• [EXERCISE REQUIREMENTS] The data that follows is to be given again, exactly as written.

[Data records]
********

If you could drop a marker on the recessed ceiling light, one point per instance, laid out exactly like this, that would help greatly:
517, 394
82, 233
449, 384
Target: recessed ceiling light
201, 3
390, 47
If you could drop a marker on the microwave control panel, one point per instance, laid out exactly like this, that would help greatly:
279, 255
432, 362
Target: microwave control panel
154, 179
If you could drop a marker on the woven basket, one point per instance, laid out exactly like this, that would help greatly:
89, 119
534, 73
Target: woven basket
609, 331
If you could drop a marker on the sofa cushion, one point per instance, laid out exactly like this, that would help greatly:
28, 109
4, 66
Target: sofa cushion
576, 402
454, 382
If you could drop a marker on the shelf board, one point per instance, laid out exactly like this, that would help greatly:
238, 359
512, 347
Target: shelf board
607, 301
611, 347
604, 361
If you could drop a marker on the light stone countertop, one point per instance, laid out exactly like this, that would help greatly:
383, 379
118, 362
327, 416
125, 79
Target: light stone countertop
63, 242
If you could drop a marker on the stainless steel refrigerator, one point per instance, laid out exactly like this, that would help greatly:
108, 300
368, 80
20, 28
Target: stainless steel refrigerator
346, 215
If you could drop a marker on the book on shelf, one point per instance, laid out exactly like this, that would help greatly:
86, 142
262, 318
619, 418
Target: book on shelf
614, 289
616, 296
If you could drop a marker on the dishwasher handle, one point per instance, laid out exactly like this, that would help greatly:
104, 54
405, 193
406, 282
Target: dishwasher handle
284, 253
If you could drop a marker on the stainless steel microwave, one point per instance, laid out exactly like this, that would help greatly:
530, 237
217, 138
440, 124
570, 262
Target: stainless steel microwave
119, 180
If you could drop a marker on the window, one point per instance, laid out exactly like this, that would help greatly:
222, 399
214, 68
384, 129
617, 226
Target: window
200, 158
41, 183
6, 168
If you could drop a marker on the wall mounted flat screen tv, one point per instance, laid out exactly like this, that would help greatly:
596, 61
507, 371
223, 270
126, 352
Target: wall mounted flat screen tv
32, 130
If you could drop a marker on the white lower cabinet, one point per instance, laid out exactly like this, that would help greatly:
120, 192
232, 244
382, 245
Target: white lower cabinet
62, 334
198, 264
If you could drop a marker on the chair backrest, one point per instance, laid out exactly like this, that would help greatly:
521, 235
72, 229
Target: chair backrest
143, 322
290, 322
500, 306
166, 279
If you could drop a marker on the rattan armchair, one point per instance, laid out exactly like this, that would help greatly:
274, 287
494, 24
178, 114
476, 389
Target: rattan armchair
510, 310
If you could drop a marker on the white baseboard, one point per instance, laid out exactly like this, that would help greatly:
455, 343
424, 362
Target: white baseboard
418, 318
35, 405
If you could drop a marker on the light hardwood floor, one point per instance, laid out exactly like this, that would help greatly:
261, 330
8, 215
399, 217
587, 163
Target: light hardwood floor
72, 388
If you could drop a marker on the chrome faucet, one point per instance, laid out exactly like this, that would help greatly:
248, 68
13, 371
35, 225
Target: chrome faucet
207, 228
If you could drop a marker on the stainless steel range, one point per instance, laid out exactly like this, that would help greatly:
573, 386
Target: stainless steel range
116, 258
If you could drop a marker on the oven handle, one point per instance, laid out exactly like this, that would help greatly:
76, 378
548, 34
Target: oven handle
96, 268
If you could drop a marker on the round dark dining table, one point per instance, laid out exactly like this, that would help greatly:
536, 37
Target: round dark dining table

********

• [ANSWER SECTION]
If you could drop a marker on the recessed ceiling light, one point per instance, laid out exactly like this, that would help greatly:
517, 394
82, 233
449, 384
Target: recessed ceiling light
201, 3
390, 47
If you could drop a marker on the microwave control panel, one point per instance, laid out exactly like this, that would help greatly:
279, 255
432, 362
Target: microwave control panel
154, 179
If you could drop a marker on the woven basket, one point per instance, laid out exactly like this, that would help greatly:
89, 119
534, 73
Target: woven basket
609, 331
If you could drop a marker on the sofa cushion, one point per instance, laid out exactly like this, that would help greatly:
28, 109
4, 66
Target: sofa cushion
576, 402
454, 382
If you could drop a marker on the shelf board, one point per instance, laid out exactly like this, that would help greatly:
238, 359
512, 347
Target: shelf board
607, 301
611, 347
604, 361
If you could drop a marker on the light stone countertop, one point per instance, laid out exactly like this, that would help greatly:
383, 379
118, 362
327, 416
125, 79
Target: light stone countertop
63, 242
If you could drop a marker on the stainless steel refrigerator, one point per instance, laid out exactly like this, that would help greatly:
108, 300
368, 80
20, 28
Target: stainless steel refrigerator
346, 215
If you could drop a marker on the book on shelf, one point per instance, laid out exactly like this, that would help greatly:
86, 142
262, 318
619, 418
Target: book on shelf
614, 289
616, 296
If you could drop a marker on the dishwasher handle, one point per instance, laid out exactly like this, that would help greatly:
104, 54
405, 193
406, 282
Target: dishwasher handle
284, 253
If you could drop a marker on the stainless steel microwave, one point per instance, laid out exactly like this, that would help greatly:
530, 237
217, 138
440, 124
570, 262
Target: stainless steel microwave
119, 180
If you could drop a marker on the window, one point per instance, laid out exactly like this, that would help greatly:
222, 399
214, 68
384, 129
617, 226
Target: window
200, 158
41, 183
6, 168
If you could drop a marker on the wall mounted flat screen tv, one point per instance, laid out exactly like this, that would help greatly:
596, 61
507, 371
223, 270
126, 352
Target: wall mounted flat screen tv
32, 130
If you could drop a marker on the white lower cabinet, one point per instance, laid out exactly like this, that would help greatly:
120, 192
232, 244
382, 245
Target: white lower cabinet
62, 334
198, 264
If you could drop a marker on the chair backrest, one point per instance, laid out exactly like this, that would help greatly:
521, 235
72, 229
Target: chair backrest
143, 322
290, 322
500, 306
166, 279
If you could drop a marker on the rattan armchair, one point per instance, laid out exactly like this, that would help greatly:
274, 287
494, 24
178, 114
476, 389
Target: rattan armchair
510, 310
If you could drop a marker on the white baseboard, one point per instance, laid out exactly like this, that would help greatly:
455, 343
424, 362
Target: white baseboard
418, 318
35, 405
If you could drop a marker on the light hardwood floor, one point per instance, laid out exactly like this, that would help greatly:
261, 330
8, 215
399, 217
587, 163
Target: light hardwood floor
72, 388
If you could drop a marker on the chrome faucet, one point per instance, laid out exactly like this, that would help greatly:
248, 68
13, 371
35, 225
Target: chrome faucet
207, 228
If you could drop a marker on the stainless steel range, one point per instance, laid out exactly like this, that would help greatly:
573, 386
Target: stainless steel range
116, 258
If you could drop a marker on the oven handle, one point per instance, laid out exactly like this, that would help greatly:
76, 378
548, 34
Target: oven handle
96, 268
If you could drop a marker on the round dark dining table, one point per instance, laid out exactly like this, that would help greatly:
536, 37
Target: round dark dining table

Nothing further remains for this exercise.